**Goal of the exercise**. The listing below should be written out again word for word, please.

**Records shown**.
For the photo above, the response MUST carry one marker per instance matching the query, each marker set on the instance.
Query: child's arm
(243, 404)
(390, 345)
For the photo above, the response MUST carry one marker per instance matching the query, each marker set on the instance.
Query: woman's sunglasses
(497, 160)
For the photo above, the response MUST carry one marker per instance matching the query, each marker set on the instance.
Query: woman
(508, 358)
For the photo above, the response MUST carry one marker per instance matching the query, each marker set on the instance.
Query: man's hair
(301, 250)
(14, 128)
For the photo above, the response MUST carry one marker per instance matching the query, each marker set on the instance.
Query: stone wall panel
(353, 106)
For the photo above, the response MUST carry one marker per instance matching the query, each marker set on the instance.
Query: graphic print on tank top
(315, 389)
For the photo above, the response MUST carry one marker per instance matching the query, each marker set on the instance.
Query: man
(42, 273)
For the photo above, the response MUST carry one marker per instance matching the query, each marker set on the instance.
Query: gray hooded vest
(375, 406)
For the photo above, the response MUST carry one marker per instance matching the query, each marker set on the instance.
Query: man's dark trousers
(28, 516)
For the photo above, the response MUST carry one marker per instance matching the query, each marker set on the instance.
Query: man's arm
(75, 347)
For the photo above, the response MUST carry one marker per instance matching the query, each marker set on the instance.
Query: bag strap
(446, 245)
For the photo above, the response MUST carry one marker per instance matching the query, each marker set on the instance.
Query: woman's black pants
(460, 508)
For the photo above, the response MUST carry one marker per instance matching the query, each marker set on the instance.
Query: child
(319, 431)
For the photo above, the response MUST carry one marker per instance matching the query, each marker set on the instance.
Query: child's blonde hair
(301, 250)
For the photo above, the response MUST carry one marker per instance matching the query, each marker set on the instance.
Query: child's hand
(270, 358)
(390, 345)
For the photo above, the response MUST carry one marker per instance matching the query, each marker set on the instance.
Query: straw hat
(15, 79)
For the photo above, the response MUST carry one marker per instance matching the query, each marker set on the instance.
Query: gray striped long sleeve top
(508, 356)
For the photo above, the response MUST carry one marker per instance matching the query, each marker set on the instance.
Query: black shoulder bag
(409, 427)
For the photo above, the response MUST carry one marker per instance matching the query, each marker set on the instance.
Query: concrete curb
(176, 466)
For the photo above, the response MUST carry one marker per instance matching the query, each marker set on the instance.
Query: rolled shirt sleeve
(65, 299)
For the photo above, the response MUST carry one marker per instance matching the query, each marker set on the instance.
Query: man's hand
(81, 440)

**Your response**.
For the photo above, the response MUST carry one marker per instance matching the query, each marker set on the instance.
Query: child's arm
(243, 404)
(390, 345)
For the photo above, the response MUST carry one marker per instance matching the query, each marker set on the instance.
Query: woman's sunglasses
(497, 160)
For the photo above, the response MUST carry one marker per instance matching the query, each marker set on the instance.
Query: woman
(508, 358)
For the photo above, the response MUST carry one marker per instance matching the query, each marker set on the instance.
Query: man's hair
(301, 250)
(14, 128)
For the photo above, the response MUST carry one marker per instance matching the query, each marker set on the instance.
Query: stone wall panel
(353, 106)
For the photo above, the response MUST carry one marker per instance matching the query, each marker set on the instance.
Query: graphic print on tank top
(315, 389)
For the photo above, the response MUST carry one marker per instance matching the query, each marker set on the instance.
Query: man
(42, 273)
For the photo above, the response MUST carry one marker per instance matching the query, each marker set on the instance.
Query: gray hooded vest
(375, 406)
For the photo above, the response MUST carry one marker per instance matching the query, each marker set on the instance.
Query: man's dark trousers
(28, 516)
For the photo above, the response MUST carry one marker per instance matching the query, each marker set on the instance.
Query: man's arm
(75, 347)
For the photo above, the response MUST carry one marker per instance matching the query, each marker set on the instance.
Query: bag strap
(446, 245)
For the photo above, the response MUST carry one marker per instance matching the query, each marker set on the instance.
Query: woman's black pants
(460, 508)
For the photo above, the response MUST carry one marker per instance matching the query, each marker set on the instance.
Query: child
(319, 431)
For the photo above, the response MUST carry one marker per instance matching the query, each marker set on the instance.
Query: child's blonde hair
(301, 250)
For the photo above, the response MUST carry one marker per instance matching the query, each marker set on the instance.
Query: child's hand
(270, 358)
(390, 345)
For the photo above, the response MUST carry one marker per instance matching the query, each marker set on the instance.
Query: straw hat
(15, 79)
For the photo above, the response MUST carry one marker per instance matching the query, each marker set on the instance.
Query: gray striped long sleeve top
(508, 356)
For the photo above, the response MUST carry one marker per instance matching the query, each marker set on the instance.
Query: black shoulder bag
(409, 427)
For the photo above, the response MUST carry one marker per instance matching the query, each marker set on the instance.
Query: concrete curb
(176, 466)
For the photo above, the response MUST carry one marker per instance matching the query, each marker set on the instance.
Query: rolled shirt sleeve
(65, 299)
For the photo above, the response MUST carry one marker per instance matching the query, each marker set on the instance.
Query: man's hand
(81, 440)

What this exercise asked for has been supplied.